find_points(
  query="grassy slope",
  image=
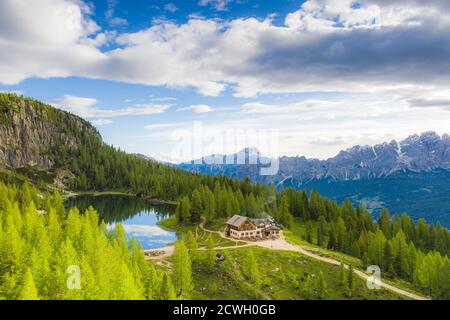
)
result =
(283, 272)
(283, 276)
(297, 234)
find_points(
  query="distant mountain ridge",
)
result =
(412, 175)
(417, 153)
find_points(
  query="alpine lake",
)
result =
(138, 217)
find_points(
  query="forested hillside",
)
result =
(42, 245)
(38, 237)
(39, 141)
(417, 252)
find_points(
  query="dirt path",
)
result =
(283, 245)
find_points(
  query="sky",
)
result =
(175, 80)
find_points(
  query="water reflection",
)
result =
(138, 217)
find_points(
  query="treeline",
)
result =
(223, 201)
(417, 252)
(48, 253)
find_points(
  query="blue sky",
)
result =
(314, 76)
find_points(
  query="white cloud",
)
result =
(171, 7)
(256, 107)
(219, 5)
(324, 46)
(199, 108)
(110, 15)
(85, 107)
(158, 126)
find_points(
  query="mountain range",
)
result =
(410, 175)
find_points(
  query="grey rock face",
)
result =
(30, 134)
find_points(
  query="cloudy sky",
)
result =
(319, 75)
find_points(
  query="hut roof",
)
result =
(237, 221)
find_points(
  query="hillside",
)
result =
(54, 148)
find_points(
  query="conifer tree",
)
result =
(322, 286)
(182, 270)
(167, 289)
(28, 291)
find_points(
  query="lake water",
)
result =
(138, 217)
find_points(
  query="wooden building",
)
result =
(240, 227)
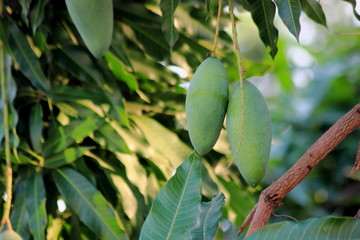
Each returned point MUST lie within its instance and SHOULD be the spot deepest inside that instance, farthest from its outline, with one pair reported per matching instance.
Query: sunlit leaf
(88, 203)
(263, 13)
(313, 228)
(313, 9)
(35, 205)
(35, 126)
(168, 8)
(210, 214)
(289, 11)
(176, 208)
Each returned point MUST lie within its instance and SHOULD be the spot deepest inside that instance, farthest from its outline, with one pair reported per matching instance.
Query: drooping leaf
(176, 208)
(209, 218)
(35, 126)
(35, 205)
(168, 8)
(313, 9)
(210, 8)
(27, 60)
(263, 13)
(67, 156)
(37, 14)
(289, 11)
(353, 3)
(314, 228)
(88, 203)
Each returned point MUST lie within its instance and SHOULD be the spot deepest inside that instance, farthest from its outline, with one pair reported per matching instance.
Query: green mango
(9, 235)
(252, 154)
(94, 21)
(206, 103)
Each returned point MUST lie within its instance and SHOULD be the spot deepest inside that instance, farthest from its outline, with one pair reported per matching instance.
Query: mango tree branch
(270, 198)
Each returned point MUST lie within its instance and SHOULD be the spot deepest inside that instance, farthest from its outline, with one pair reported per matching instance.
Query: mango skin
(206, 103)
(254, 151)
(94, 21)
(9, 235)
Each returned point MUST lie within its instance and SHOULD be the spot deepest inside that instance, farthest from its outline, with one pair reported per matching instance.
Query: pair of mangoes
(248, 124)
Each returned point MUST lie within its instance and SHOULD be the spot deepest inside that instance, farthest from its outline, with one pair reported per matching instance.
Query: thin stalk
(241, 70)
(8, 170)
(217, 28)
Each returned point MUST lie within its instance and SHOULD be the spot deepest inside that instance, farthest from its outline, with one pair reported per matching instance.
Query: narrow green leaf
(37, 14)
(176, 208)
(19, 216)
(353, 3)
(35, 205)
(289, 11)
(35, 126)
(314, 228)
(211, 6)
(313, 9)
(27, 60)
(210, 215)
(263, 13)
(168, 8)
(67, 156)
(88, 203)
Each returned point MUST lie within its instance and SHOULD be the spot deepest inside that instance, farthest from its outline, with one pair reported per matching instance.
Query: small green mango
(94, 21)
(9, 235)
(206, 103)
(252, 154)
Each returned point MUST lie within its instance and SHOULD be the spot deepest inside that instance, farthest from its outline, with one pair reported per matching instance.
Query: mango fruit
(9, 235)
(94, 21)
(206, 103)
(251, 154)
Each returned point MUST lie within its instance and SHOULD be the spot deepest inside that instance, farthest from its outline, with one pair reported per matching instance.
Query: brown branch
(357, 162)
(270, 198)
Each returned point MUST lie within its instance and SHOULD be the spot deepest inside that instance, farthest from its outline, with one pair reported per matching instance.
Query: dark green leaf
(37, 14)
(313, 9)
(289, 11)
(27, 60)
(176, 208)
(315, 228)
(88, 203)
(35, 126)
(353, 3)
(69, 155)
(35, 205)
(263, 13)
(168, 8)
(211, 6)
(210, 214)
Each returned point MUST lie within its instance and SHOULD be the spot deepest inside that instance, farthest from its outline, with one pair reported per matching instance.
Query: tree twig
(270, 198)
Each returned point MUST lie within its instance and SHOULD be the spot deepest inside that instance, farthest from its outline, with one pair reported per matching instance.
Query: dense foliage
(93, 140)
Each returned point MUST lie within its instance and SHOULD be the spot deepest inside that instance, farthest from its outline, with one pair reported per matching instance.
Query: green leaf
(314, 228)
(27, 60)
(289, 11)
(210, 7)
(353, 3)
(168, 8)
(88, 203)
(263, 13)
(35, 205)
(176, 208)
(37, 14)
(67, 156)
(313, 9)
(35, 126)
(210, 215)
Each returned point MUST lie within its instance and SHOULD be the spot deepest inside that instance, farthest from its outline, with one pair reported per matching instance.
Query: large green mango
(9, 235)
(94, 21)
(252, 154)
(206, 103)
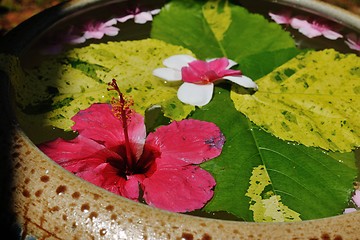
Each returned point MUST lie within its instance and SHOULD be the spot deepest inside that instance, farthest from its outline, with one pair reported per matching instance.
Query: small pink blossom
(97, 30)
(356, 200)
(315, 27)
(139, 17)
(164, 165)
(199, 77)
(353, 41)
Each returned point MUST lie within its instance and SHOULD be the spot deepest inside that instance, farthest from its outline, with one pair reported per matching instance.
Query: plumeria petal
(195, 94)
(125, 18)
(178, 61)
(179, 189)
(167, 74)
(281, 18)
(195, 141)
(349, 210)
(99, 123)
(242, 81)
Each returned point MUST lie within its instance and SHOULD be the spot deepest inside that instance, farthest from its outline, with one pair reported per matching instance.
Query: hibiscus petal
(125, 18)
(93, 34)
(111, 31)
(186, 142)
(242, 81)
(99, 123)
(105, 176)
(79, 154)
(178, 61)
(167, 74)
(179, 190)
(195, 94)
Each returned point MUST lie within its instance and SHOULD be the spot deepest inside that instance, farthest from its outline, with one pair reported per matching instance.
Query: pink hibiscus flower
(315, 27)
(199, 77)
(139, 17)
(113, 152)
(353, 41)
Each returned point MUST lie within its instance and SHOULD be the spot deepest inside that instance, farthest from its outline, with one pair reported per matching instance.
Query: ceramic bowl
(41, 200)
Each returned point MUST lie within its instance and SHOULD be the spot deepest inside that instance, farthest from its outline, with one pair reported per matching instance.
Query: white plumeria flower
(140, 17)
(199, 77)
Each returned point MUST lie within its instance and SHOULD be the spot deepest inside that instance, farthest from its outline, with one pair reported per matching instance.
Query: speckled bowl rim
(50, 203)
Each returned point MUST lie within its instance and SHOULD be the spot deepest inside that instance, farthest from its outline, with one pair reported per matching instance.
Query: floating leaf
(313, 99)
(306, 180)
(55, 91)
(267, 208)
(218, 29)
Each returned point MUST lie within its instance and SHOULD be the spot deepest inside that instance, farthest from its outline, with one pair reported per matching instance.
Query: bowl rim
(90, 212)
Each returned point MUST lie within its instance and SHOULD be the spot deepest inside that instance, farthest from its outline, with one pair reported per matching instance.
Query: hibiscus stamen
(122, 110)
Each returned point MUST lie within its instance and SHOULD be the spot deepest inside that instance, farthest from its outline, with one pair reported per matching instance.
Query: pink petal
(356, 198)
(99, 123)
(79, 154)
(143, 17)
(111, 31)
(281, 18)
(124, 19)
(105, 176)
(218, 65)
(191, 141)
(195, 94)
(180, 189)
(93, 34)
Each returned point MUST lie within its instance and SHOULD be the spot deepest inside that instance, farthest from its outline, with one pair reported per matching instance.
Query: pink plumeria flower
(199, 77)
(314, 28)
(281, 18)
(113, 152)
(353, 41)
(356, 200)
(140, 17)
(97, 30)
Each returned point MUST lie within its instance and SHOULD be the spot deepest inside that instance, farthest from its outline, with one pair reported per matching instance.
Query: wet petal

-------------------------

# What is being asked
Provide only the count of lines in the data above that include the string "hillside".

# Response
2